EXERCISE:
All lines from the line containing "locate the night sky in the photo above." up to and including the last line of the listing below should be echoed exactly; no other lines belong in the response.

[Object location annotation data]
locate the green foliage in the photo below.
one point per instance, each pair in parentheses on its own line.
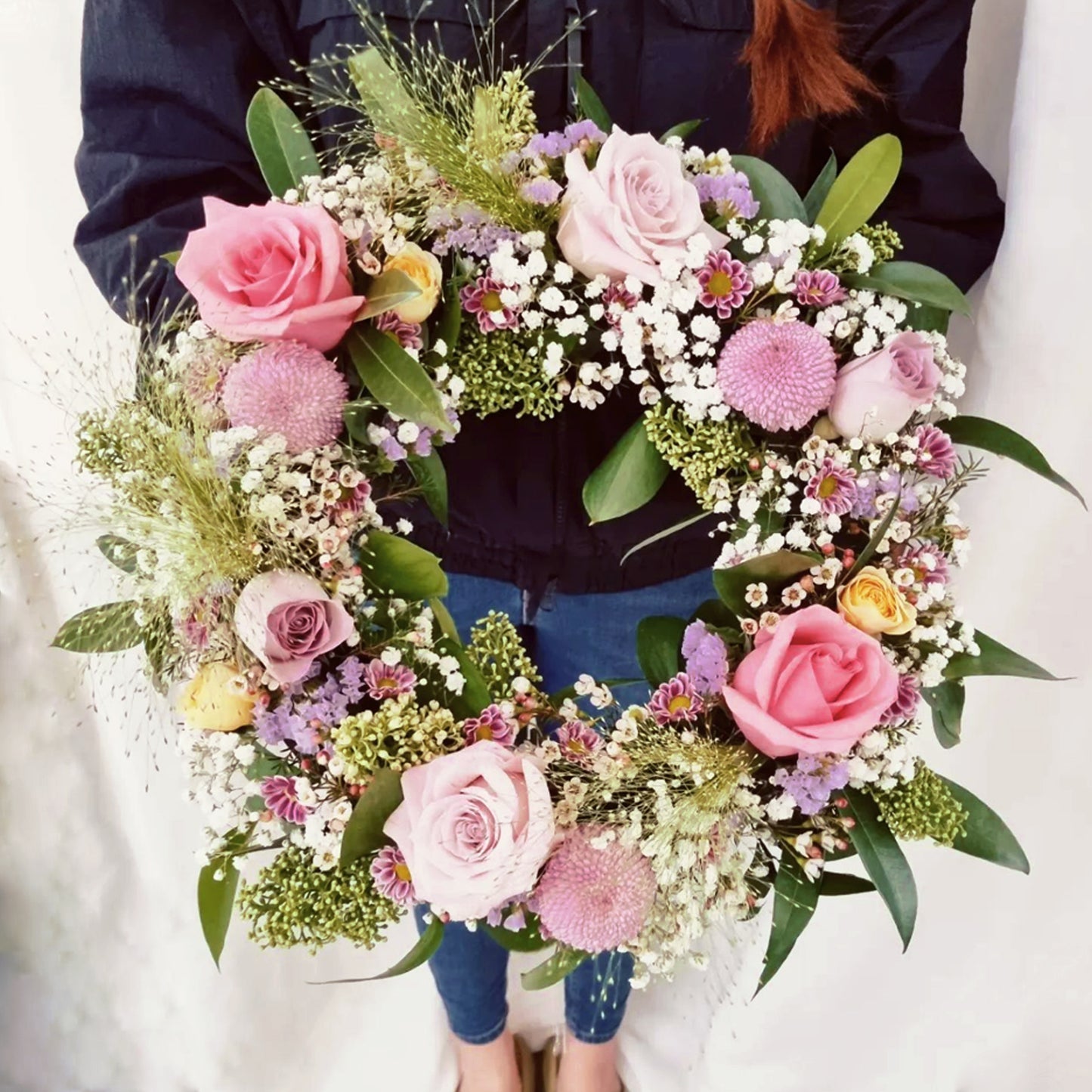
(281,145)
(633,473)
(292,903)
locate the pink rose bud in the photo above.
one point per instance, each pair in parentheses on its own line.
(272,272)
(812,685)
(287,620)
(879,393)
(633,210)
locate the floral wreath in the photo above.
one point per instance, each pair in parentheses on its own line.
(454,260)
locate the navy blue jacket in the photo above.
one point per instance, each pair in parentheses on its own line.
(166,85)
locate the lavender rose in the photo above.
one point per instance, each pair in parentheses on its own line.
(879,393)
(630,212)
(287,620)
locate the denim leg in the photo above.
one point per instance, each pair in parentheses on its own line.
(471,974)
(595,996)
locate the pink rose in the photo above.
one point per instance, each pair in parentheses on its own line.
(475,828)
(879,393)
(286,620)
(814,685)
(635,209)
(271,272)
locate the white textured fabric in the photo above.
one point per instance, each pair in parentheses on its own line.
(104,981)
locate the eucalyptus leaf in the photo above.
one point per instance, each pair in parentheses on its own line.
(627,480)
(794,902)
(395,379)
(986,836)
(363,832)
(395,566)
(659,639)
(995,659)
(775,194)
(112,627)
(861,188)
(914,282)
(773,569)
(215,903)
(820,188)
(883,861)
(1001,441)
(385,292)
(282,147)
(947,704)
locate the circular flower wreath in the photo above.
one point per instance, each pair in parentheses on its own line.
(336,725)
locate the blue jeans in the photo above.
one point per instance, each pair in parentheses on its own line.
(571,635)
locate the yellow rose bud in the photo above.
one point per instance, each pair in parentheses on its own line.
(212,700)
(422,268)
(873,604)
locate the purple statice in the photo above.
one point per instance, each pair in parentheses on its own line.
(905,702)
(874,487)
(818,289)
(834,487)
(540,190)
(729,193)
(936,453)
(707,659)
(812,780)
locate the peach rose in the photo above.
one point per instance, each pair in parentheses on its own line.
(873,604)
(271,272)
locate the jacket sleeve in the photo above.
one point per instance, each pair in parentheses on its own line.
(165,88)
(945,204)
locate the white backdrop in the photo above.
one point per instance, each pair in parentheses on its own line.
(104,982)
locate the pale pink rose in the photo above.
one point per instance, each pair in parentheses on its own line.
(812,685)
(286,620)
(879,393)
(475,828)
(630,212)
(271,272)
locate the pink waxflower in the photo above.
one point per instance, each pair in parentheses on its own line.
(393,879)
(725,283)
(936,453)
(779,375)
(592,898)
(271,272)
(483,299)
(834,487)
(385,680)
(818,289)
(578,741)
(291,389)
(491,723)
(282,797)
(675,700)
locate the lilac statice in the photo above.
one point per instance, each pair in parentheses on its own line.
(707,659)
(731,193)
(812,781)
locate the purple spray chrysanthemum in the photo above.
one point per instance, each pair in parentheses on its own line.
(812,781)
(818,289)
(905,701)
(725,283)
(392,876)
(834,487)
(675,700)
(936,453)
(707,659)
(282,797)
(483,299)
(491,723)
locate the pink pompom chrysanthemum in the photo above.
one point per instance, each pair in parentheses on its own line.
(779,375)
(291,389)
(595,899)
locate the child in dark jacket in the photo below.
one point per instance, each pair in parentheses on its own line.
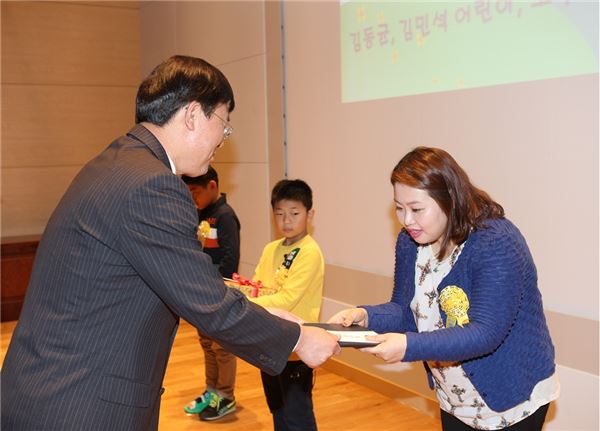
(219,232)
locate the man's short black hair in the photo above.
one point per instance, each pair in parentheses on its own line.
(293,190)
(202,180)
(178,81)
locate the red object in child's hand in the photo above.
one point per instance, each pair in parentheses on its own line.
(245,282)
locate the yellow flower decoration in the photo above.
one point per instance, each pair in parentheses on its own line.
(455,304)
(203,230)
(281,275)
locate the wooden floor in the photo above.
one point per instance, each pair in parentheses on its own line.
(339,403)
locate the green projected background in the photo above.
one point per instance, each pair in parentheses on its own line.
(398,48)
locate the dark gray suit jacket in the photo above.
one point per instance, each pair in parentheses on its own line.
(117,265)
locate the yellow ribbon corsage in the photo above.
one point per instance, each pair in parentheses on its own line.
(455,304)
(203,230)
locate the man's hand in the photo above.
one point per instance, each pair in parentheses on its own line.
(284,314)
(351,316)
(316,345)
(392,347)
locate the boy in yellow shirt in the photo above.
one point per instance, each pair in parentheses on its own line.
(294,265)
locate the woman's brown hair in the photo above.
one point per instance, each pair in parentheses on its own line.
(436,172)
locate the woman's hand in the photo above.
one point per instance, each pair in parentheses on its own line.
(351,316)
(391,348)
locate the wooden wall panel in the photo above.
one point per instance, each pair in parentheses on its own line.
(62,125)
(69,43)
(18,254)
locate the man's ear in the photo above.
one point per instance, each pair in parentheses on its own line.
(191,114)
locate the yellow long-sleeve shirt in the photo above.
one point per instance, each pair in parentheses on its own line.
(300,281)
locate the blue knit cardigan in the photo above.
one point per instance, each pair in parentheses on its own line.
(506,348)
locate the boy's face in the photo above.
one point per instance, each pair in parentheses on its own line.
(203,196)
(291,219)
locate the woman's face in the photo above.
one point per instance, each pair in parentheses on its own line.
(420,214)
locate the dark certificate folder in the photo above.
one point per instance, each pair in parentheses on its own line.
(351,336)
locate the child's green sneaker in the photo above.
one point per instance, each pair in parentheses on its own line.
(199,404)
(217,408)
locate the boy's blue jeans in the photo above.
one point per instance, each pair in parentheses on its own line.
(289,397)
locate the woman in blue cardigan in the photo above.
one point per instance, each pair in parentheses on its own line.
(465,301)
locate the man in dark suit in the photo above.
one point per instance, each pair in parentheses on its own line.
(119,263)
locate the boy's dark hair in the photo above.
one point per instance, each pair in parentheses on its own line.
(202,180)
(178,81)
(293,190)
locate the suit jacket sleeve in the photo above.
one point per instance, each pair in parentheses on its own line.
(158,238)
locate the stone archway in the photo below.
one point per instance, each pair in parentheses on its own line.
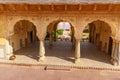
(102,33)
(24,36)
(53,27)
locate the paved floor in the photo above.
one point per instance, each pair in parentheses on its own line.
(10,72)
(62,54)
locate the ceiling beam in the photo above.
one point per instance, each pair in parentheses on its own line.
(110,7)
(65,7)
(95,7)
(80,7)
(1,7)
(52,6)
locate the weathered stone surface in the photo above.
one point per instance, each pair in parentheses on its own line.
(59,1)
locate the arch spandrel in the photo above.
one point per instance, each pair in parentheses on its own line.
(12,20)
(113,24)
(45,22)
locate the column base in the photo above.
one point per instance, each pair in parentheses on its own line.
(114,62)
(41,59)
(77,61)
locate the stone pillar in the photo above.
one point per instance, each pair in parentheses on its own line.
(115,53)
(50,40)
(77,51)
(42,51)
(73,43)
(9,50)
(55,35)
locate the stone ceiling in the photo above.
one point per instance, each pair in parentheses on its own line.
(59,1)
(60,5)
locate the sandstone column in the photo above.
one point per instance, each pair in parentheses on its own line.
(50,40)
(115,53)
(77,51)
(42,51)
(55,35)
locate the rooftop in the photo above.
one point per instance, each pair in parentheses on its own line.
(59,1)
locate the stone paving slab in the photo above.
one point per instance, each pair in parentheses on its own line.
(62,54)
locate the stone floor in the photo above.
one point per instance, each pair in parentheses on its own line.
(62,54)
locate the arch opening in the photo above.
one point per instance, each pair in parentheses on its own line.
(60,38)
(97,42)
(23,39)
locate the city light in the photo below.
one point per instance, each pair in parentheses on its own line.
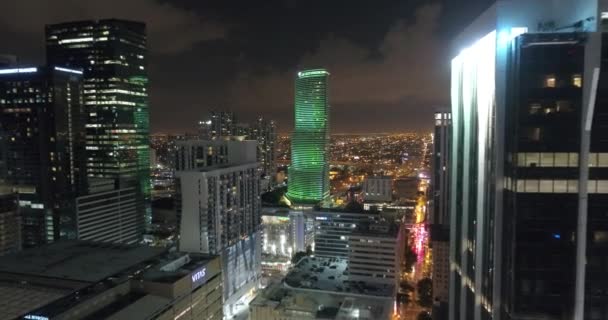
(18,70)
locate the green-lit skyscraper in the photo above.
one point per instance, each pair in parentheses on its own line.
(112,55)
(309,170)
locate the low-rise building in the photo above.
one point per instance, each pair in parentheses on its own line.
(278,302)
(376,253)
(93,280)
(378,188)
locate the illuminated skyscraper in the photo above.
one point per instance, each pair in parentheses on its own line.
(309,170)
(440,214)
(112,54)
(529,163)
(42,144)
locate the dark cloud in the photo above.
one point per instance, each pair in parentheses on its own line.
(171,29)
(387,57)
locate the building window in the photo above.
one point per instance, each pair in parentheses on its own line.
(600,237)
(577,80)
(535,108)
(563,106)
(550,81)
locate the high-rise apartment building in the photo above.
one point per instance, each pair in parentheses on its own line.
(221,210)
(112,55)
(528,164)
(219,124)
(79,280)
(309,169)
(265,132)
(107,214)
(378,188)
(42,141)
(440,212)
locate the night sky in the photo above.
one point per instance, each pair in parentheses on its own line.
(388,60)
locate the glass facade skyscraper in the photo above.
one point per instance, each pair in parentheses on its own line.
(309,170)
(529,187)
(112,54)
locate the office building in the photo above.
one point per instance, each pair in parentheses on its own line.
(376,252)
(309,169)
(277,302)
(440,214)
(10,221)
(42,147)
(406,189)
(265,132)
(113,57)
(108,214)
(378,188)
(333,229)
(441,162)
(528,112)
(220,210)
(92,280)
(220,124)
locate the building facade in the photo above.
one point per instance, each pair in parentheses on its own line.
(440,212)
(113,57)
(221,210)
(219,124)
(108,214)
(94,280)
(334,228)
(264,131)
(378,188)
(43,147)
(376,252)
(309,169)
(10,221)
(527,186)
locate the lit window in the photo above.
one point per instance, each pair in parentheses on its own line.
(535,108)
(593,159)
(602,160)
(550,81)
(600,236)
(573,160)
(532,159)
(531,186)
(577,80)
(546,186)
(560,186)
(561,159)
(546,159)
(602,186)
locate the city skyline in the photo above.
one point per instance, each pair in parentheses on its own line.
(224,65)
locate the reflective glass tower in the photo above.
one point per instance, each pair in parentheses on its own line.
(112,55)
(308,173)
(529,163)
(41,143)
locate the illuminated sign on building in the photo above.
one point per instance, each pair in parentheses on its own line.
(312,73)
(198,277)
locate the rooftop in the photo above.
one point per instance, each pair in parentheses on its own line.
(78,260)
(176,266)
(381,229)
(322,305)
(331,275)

THE OUTPUT:
locate the night sky in the photo above.
one point per instance, each pair in parentheses on its own line.
(388,60)
locate the glass facade skyscraper in the photo above.
one point per instance, each pair in parentheses on its own line.
(309,170)
(529,187)
(112,54)
locate the office building in the photo above.
one point per instance, each pair in parentheses on its own line.
(376,252)
(309,169)
(277,302)
(440,214)
(10,221)
(42,147)
(406,189)
(265,132)
(113,57)
(108,214)
(378,188)
(333,229)
(441,162)
(528,112)
(220,210)
(92,280)
(220,124)
locate the building facade in the photo above.
one point per instance, each pair in parentheses on its own line.
(440,212)
(113,57)
(221,210)
(219,124)
(108,214)
(94,280)
(334,228)
(264,131)
(378,188)
(43,147)
(376,252)
(309,169)
(10,221)
(527,186)
locate the lit window in the photo above.
one point per instance, each pair in parentheses on its own line.
(535,108)
(593,159)
(602,160)
(550,81)
(600,236)
(573,160)
(532,159)
(531,186)
(577,80)
(546,186)
(560,186)
(561,159)
(546,159)
(602,186)
locate the city skyline in the photo above.
one point per instance, each pair in parentheses on its own line.
(224,65)
locate the reflective glass tower in the photo above.
one point per instance, each pair in parentheses on its own line.
(112,55)
(308,173)
(529,163)
(41,143)
locate the illuminated sign on building in the photo above.
one point per instance, each pair in parentheses on its own line.
(312,73)
(198,277)
locate the rooftop in the photo above.
one point per instance, each pair in parentheses on its own line.
(78,260)
(176,266)
(381,229)
(322,305)
(331,275)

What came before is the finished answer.